◆ Written exercise ◆
Convert all of the records below into a Markdown table with the columns Row and Line text. Give each non-blank line its own numbered row, and leave out blank lines and pictures.

◆ Records to process ◆
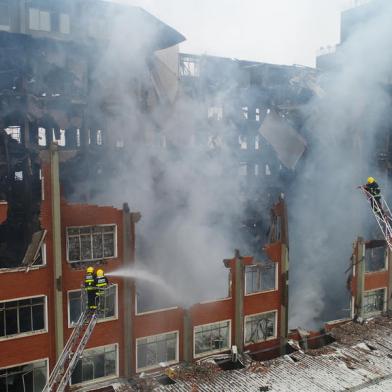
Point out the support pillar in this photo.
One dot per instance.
(359, 272)
(239, 273)
(284, 304)
(188, 337)
(57, 259)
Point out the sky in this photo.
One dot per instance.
(273, 31)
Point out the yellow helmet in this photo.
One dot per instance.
(371, 180)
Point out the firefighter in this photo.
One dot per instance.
(372, 187)
(89, 286)
(101, 282)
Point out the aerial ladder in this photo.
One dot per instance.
(382, 213)
(73, 350)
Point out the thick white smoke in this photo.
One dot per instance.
(327, 213)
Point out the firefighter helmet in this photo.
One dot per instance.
(371, 180)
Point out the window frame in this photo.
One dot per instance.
(100, 379)
(99, 320)
(29, 333)
(146, 368)
(39, 27)
(276, 288)
(115, 251)
(275, 335)
(46, 360)
(217, 351)
(6, 27)
(384, 308)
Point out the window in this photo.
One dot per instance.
(29, 377)
(13, 131)
(65, 26)
(152, 350)
(39, 20)
(91, 243)
(96, 363)
(259, 278)
(260, 327)
(210, 338)
(21, 316)
(189, 66)
(215, 112)
(75, 304)
(374, 301)
(243, 169)
(243, 142)
(375, 258)
(4, 17)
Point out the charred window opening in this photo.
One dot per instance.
(5, 21)
(22, 316)
(39, 20)
(375, 257)
(260, 327)
(259, 278)
(374, 302)
(91, 243)
(20, 186)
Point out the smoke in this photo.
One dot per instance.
(344, 128)
(167, 162)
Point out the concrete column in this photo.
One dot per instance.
(57, 259)
(284, 305)
(239, 274)
(128, 257)
(359, 266)
(389, 266)
(188, 337)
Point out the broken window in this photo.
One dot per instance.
(374, 301)
(210, 338)
(42, 137)
(375, 259)
(259, 278)
(189, 66)
(29, 377)
(14, 131)
(91, 243)
(257, 142)
(96, 363)
(243, 170)
(260, 327)
(109, 305)
(21, 316)
(64, 24)
(39, 20)
(5, 21)
(99, 137)
(243, 142)
(152, 350)
(257, 116)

◆ Reply to the task ◆
| Row | Line text |
|---|---|
| 1 | Point out the support pillar in this photo. |
| 2 | One dot per instance. |
| 3 | (359, 272) |
| 4 | (239, 273) |
| 5 | (284, 304) |
| 6 | (188, 337) |
| 7 | (57, 259) |
| 8 | Point out the sky in this photo. |
| 9 | One dot per instance. |
| 10 | (273, 31) |
| 11 | Point out the yellow helmet in this photo. |
| 12 | One dot per instance. |
| 13 | (371, 180) |
| 14 | Point out the firefighter in this photo. |
| 15 | One dot per instance. |
| 16 | (372, 187) |
| 17 | (89, 286) |
| 18 | (101, 282) |
| 19 | Point out the aerial ladder in this photo. |
| 20 | One dot per instance. |
| 21 | (382, 213) |
| 22 | (73, 350) |
| 23 | Point out the thick white smoke in this photo. |
| 24 | One dot per instance. |
| 25 | (327, 213) |
| 26 | Point out the firefighter helmet in this photo. |
| 27 | One dot per instance. |
| 28 | (371, 180) |
| 29 | Point out the window frame in this photo. |
| 30 | One dot per instance. |
| 31 | (100, 379) |
| 32 | (99, 320) |
| 33 | (29, 333) |
| 34 | (146, 368) |
| 35 | (39, 27) |
| 36 | (276, 288) |
| 37 | (115, 251) |
| 38 | (275, 335) |
| 39 | (46, 360) |
| 40 | (217, 351) |
| 41 | (6, 27) |
| 42 | (384, 308) |
| 43 | Point out the window in this photo. |
| 44 | One dot per instance. |
| 45 | (29, 377) |
| 46 | (13, 131) |
| 47 | (65, 26) |
| 48 | (152, 350) |
| 49 | (39, 20) |
| 50 | (91, 243) |
| 51 | (96, 363) |
| 52 | (259, 278) |
| 53 | (260, 327) |
| 54 | (210, 338) |
| 55 | (21, 316) |
| 56 | (189, 66) |
| 57 | (215, 112) |
| 58 | (75, 304) |
| 59 | (374, 301) |
| 60 | (243, 169) |
| 61 | (243, 142) |
| 62 | (375, 258) |
| 63 | (4, 17) |
| 64 | Point out the charred window opening in this photo. |
| 65 | One dot per instance. |
| 66 | (5, 21) |
| 67 | (22, 316) |
| 68 | (39, 20) |
| 69 | (375, 257) |
| 70 | (260, 327) |
| 71 | (259, 278) |
| 72 | (374, 302) |
| 73 | (91, 243) |
| 74 | (20, 186) |
| 75 | Point out the smoke in this photo. |
| 76 | One dot per instance. |
| 77 | (344, 128) |
| 78 | (167, 162) |
| 79 | Point out the concrete column in this photo. |
| 80 | One dot per instance. |
| 81 | (57, 259) |
| 82 | (284, 305) |
| 83 | (239, 274) |
| 84 | (128, 257) |
| 85 | (359, 266) |
| 86 | (389, 266) |
| 87 | (188, 337) |
| 88 | Point out the broken window in this photo. |
| 89 | One dot per instance. |
| 90 | (374, 301) |
| 91 | (210, 338) |
| 92 | (42, 137) |
| 93 | (375, 259) |
| 94 | (259, 278) |
| 95 | (189, 66) |
| 96 | (29, 377) |
| 97 | (14, 131) |
| 98 | (91, 243) |
| 99 | (257, 142) |
| 100 | (96, 363) |
| 101 | (243, 170) |
| 102 | (260, 327) |
| 103 | (109, 305) |
| 104 | (21, 316) |
| 105 | (64, 24) |
| 106 | (39, 20) |
| 107 | (5, 21) |
| 108 | (99, 137) |
| 109 | (243, 142) |
| 110 | (152, 350) |
| 111 | (257, 116) |